**Action item**: What you return should match the material below line for line, except that no image appears in it.

**Records provided**:

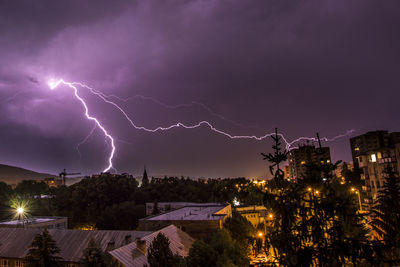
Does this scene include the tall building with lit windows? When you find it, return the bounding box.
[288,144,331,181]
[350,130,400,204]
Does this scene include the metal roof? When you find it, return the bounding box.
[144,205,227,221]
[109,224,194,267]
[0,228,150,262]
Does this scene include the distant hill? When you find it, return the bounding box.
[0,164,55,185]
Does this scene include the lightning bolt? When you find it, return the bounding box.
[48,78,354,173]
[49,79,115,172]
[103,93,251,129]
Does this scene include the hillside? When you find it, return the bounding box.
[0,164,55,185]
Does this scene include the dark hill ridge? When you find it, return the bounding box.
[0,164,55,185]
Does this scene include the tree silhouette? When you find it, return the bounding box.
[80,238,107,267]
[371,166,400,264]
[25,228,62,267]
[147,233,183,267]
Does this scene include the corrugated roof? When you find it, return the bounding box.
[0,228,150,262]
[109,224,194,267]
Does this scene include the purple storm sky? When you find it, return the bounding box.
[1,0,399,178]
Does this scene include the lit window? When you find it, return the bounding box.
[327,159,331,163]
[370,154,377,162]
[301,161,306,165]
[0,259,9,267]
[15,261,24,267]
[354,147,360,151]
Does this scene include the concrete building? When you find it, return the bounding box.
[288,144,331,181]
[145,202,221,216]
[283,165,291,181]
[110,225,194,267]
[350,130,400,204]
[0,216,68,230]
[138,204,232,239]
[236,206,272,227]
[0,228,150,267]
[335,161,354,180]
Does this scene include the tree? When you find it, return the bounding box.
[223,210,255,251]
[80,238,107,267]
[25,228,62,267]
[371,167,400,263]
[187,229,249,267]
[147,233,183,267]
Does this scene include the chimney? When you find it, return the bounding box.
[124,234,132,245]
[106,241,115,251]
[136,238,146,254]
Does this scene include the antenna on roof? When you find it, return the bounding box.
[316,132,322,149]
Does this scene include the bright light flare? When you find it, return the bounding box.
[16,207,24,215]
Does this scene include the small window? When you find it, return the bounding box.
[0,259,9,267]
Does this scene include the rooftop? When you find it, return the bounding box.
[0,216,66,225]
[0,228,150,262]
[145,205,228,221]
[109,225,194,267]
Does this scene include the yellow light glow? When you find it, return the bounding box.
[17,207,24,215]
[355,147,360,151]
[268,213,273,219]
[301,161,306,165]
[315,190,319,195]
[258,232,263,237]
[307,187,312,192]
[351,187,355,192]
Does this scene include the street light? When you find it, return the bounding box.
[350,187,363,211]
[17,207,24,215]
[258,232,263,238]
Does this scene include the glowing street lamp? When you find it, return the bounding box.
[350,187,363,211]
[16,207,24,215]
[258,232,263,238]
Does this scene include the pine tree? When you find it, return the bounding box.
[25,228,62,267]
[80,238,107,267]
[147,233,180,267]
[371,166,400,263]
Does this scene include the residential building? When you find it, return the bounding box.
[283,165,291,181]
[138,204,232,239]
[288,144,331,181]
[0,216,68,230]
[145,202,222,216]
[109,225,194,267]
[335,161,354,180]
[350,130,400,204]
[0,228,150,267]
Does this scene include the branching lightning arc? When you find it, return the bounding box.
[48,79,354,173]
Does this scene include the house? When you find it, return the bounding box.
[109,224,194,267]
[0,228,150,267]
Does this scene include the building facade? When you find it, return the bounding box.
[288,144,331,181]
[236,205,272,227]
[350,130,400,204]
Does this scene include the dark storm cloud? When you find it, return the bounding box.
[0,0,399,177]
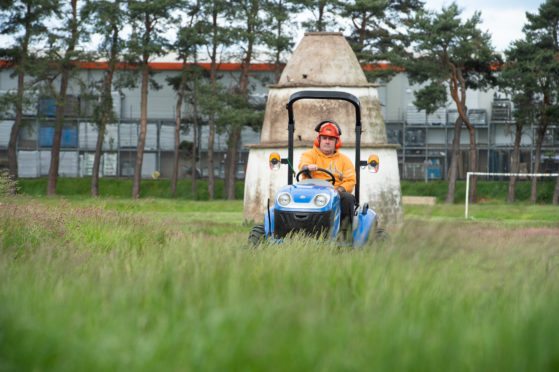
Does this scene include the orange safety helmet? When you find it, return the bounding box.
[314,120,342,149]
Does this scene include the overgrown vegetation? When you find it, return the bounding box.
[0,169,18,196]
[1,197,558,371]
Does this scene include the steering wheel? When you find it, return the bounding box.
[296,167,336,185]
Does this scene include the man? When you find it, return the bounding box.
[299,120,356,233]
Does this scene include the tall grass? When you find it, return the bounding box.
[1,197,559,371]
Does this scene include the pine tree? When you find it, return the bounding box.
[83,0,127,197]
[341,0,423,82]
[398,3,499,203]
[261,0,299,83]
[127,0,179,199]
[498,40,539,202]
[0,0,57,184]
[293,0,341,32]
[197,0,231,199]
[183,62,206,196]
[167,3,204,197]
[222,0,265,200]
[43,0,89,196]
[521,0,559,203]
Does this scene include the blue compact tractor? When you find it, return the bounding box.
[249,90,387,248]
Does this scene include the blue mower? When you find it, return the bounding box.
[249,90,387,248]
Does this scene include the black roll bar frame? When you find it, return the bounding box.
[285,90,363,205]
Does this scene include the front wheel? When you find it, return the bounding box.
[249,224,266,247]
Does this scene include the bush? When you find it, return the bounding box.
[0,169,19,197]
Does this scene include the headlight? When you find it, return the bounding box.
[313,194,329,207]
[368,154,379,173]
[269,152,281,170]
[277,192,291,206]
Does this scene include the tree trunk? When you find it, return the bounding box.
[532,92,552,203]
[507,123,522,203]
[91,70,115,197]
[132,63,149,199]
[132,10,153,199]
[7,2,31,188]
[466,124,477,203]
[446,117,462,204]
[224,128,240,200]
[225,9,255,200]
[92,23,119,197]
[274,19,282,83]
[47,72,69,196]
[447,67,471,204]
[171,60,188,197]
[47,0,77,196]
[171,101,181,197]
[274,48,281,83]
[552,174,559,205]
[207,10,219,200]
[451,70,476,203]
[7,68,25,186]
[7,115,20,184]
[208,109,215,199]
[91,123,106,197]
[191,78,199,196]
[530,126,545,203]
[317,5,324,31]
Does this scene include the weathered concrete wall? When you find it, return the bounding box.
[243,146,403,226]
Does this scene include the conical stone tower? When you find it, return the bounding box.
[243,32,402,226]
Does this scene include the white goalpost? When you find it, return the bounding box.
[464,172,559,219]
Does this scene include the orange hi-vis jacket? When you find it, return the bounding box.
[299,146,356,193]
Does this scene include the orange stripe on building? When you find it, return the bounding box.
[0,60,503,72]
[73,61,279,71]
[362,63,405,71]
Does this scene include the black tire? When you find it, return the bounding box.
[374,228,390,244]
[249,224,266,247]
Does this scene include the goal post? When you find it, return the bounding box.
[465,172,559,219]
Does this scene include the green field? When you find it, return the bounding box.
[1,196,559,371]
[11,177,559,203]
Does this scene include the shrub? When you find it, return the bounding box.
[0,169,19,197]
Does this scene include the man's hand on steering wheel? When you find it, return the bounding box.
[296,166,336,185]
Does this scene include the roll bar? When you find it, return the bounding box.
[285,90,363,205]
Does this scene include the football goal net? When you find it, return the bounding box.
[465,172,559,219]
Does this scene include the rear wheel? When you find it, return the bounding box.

**Task result**:
Does this scene include the tall building with lit windows? When you find it, return the bounding box.
[288,144,331,181]
[350,130,400,204]
Does this scene include the metal roof? When you find it, return the bounding box.
[144,205,227,221]
[109,224,194,267]
[0,228,150,262]
Does this scene include the distant hill? When you find it, return the bounding box.
[0,164,55,185]
Does this scene include the lightning bolt? When you find it, return the bounding box.
[48,78,354,173]
[49,79,115,172]
[103,93,251,129]
Does this scene include the hillside? When you find it, return the bounding box.
[0,164,55,185]
Does this scene include the dark hill ridge? When you find it, return the bounding box.
[0,164,55,185]
Does this scene include the tree silhouette? When you find it, return the bounding box.
[80,238,107,267]
[371,166,400,264]
[25,228,62,267]
[147,233,183,267]
Does this scene include the corrugated roof? When you find it, return the bounding box.
[0,228,150,262]
[109,224,194,267]
Does this scene include the purple storm sky? When you find it, return the bounding box.
[1,0,399,178]
Does this scene include the lit window? When you find it, return the bounding box.
[327,159,331,163]
[370,154,377,162]
[301,161,306,165]
[0,259,9,267]
[15,261,24,267]
[354,147,360,151]
Does this scene include the concrete building? When you find it, return the bounding box.
[288,144,331,181]
[145,202,221,216]
[283,165,291,181]
[110,225,194,267]
[350,130,400,204]
[0,216,68,230]
[138,204,232,239]
[236,206,272,227]
[0,228,150,267]
[335,161,354,180]
Does this scene include the tree? When you find it, return the bounding box.
[223,210,255,251]
[80,238,107,267]
[25,228,62,267]
[371,167,400,263]
[187,229,249,267]
[147,233,183,267]
Does this scene include the chimney? When you find it, return the bounding box.
[124,234,132,245]
[106,241,115,251]
[136,238,146,254]
Does this scene include the antenna on roof? When you find it, return the bounding box.
[316,132,322,149]
Does this scene include the bright light flare? When you find it, return the bounding box.
[16,207,24,215]
Does this scene include the small window? When you find it, return the bounding box.
[0,259,9,267]
Does this scene include the rooftop? When you find it, return the bounding box.
[0,216,66,225]
[0,228,150,262]
[145,205,228,221]
[109,225,194,267]
Does this scene include the yellow light glow? When you find it, return the bounding box.
[17,207,24,215]
[355,147,360,151]
[268,213,273,219]
[301,161,306,165]
[315,190,319,195]
[258,232,263,237]
[307,187,312,192]
[351,187,355,192]
Does this scene include the street light? When you find it, return the bounding box.
[350,187,363,211]
[17,207,24,215]
[258,232,263,238]
Does this scene include the glowing street lamp? When you find it, return the bounding box.
[350,187,363,211]
[16,207,24,215]
[258,232,263,238]
Does this scene include the pine tree? When you find it, return the bounding box.
[25,228,62,267]
[80,238,107,267]
[147,233,180,267]
[371,166,400,263]
Does this scene include the residential building? When you find it, return the bounding box.
[283,165,291,181]
[138,204,232,239]
[288,144,331,181]
[0,216,68,230]
[145,202,222,216]
[109,225,194,267]
[335,161,354,180]
[350,130,400,204]
[0,228,150,267]
Does this scene include the branching lightning arc? When you find it, return the bounding box.
[48,79,354,173]
Does this scene include the house? When you find it, return the bounding box.
[109,224,194,267]
[0,228,150,267]
Does this scene include the building facade? When you find it, return the bounding box.
[288,144,331,181]
[236,205,272,227]
[350,130,400,204]
Does this scene include the dark storm cloud? When you find it, return the bounding box.
[0,0,399,177]
Does this scene include the orange safety helmet? When you find it, return the bounding box.
[314,120,342,149]
Does this scene include the overgrown vegetation? When you find it, return the bounding box.
[0,169,18,196]
[1,197,558,371]
Does this scene include the steering wheel? When you find it, return the bounding box.
[296,167,336,185]
Does this scene include the man? When you find it, return the bounding box.
[299,120,356,233]
Does this scene include the tall grass? When you find it, return the bounding box.
[1,197,559,371]
Does this scene include the pine tree? When you find it, return the bounding box.
[83,0,127,197]
[341,0,423,82]
[398,3,499,203]
[261,0,299,83]
[127,0,179,199]
[498,40,539,202]
[0,0,57,184]
[293,0,341,32]
[197,0,231,199]
[183,62,206,196]
[167,3,204,197]
[222,0,265,200]
[43,0,89,196]
[521,0,559,203]
Does this scene include the blue compact tractor? When you find it, return the bounding box.
[249,90,387,248]
Does this scene include the blue mower? When you find it, return the bounding box.
[249,90,387,248]
Does this scene include the black roll bar frame? When you find it, return the bounding box.
[285,90,363,205]
Does this scene include the front wheel? When you find it, return the bounding box.
[249,224,266,247]
Does this scene include the bush? When you find it, return the bounding box.
[0,169,19,197]
Does this scene include the headlight? When you find it, return the bounding box.
[313,194,329,207]
[368,154,379,173]
[269,152,281,170]
[277,192,291,206]
Does this scene include the tree trunk? When you find it, return the bounding box.
[532,92,552,203]
[507,123,522,203]
[91,70,115,197]
[132,63,149,199]
[132,10,153,199]
[7,2,31,188]
[466,124,477,203]
[446,117,462,204]
[224,128,240,200]
[225,9,255,200]
[92,23,119,197]
[274,19,282,83]
[47,72,69,196]
[447,67,471,204]
[171,60,188,197]
[47,0,77,196]
[171,101,181,197]
[274,48,281,83]
[552,174,559,205]
[207,10,219,200]
[451,70,476,203]
[7,68,25,186]
[7,115,20,184]
[208,109,215,199]
[91,123,106,197]
[191,78,199,196]
[530,126,545,203]
[317,5,324,31]
Does this scene include the weathered concrete wall? When you find it, return the bounding box.
[243,146,403,226]
Does this scene include the conical stone tower? When you find it, return the bounding box.
[243,32,402,226]
Does this scene include the white goalpost? When you find it, return the bounding box.
[464,172,559,219]
Does this scene include the orange hi-vis jacket? When you find it, return the bounding box.
[299,146,356,193]
Does this scene include the orange stripe on building? When you find it, return the bounding box.
[0,60,503,72]
[73,61,279,71]
[362,63,405,71]
Does this scene include the black tire? When you find it, return the bounding box.
[374,228,390,244]
[249,224,266,247]
Does this scene include the goal post? When you find it, return the bounding box.
[465,172,559,219]
Does this scene include the green field? When you find it, return the bounding box.
[1,196,559,371]
[11,177,559,203]
Does this scene include the shrub? When you find it, return the bounding box.
[0,169,19,197]
Does this scene include the man's hand on steering wheel? When you find it, return the bounding box.
[296,166,336,185]
Does this scene include the roll bar? When you find it, return the bounding box.
[285,90,363,205]
Does this scene include the football goal net? When you find it, return the bounding box.
[465,172,559,219]
Does this scene include the rear wheel? When you find it, return the bounding box.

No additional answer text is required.